At 11:59 PM +0200 6/5/02, Paul Delcour wrote:
>That may be the case, but as a conductor it is impossible to learn a 
>choir a piece without knowing something of the intention of the 
>piece which comes both from the words and the choral sound. Teach a 
>choir a piece in a language they have no clue what ever it means and 
>they will be lost, be it not all the way of course, since the music 
>has some meaning and therefore gives guidance. But add the meaning 
>of the words and away they go. At least my choirs do so.
>
>Apart from this: adding lyrics to existing music is much harder than 
>the other way round. And it shows, I mean hears. O well, you know 
>what I mean.
>
>:-)

● Data extract:
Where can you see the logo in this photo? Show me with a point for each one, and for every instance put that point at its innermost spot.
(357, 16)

● Exercise set:
1. Answer these about the quoted message on teaching choirs:
(a) What does the writer say a conductor must know something of to teach a choir a piece?
(b) Why does the music alone still give a choir some guidance?
(c) Which does the writer call harder: adding lyrics to existing music, or the other way round?
2. What pieces of information does the attribution line at the top of the quoted message about teaching choirs give? List every one.
3. Write the next part of the quoted message about teaching choirs, picking up after its final line.

● Written answers:
1.
(a) The intention of the piece, which comes from both the words and the choral sound.
(b) Because the music has some meaning.
(c) Adding lyrics to existing music.

2.
- 11:59 PM
- +0200
- 6/5/02
- Paul Delcour

3.
>
>Paul Delcour


This seems usually true to me, but there's a remarkable exception - 
Jon Hendricks' enormous output of brilliant lyrics written to 
existing jazz tunes, and even more remarkably, to scores of difficult 
jazz solos.  They are often hard to understand at speed, but they are 
nonetheless brilliant, and wonderfully suited to the music onto which 
they are grafted.  The guy has created (nearly single handedly, 
though there are a few good examples that precede Jon's work) a new 
genre of vocal music.  If you get a chance to hear any of this, it is 
intelligent, witty, philosophically interesting an rhythmically 
connected to the way Americans speak.  Lots of fun.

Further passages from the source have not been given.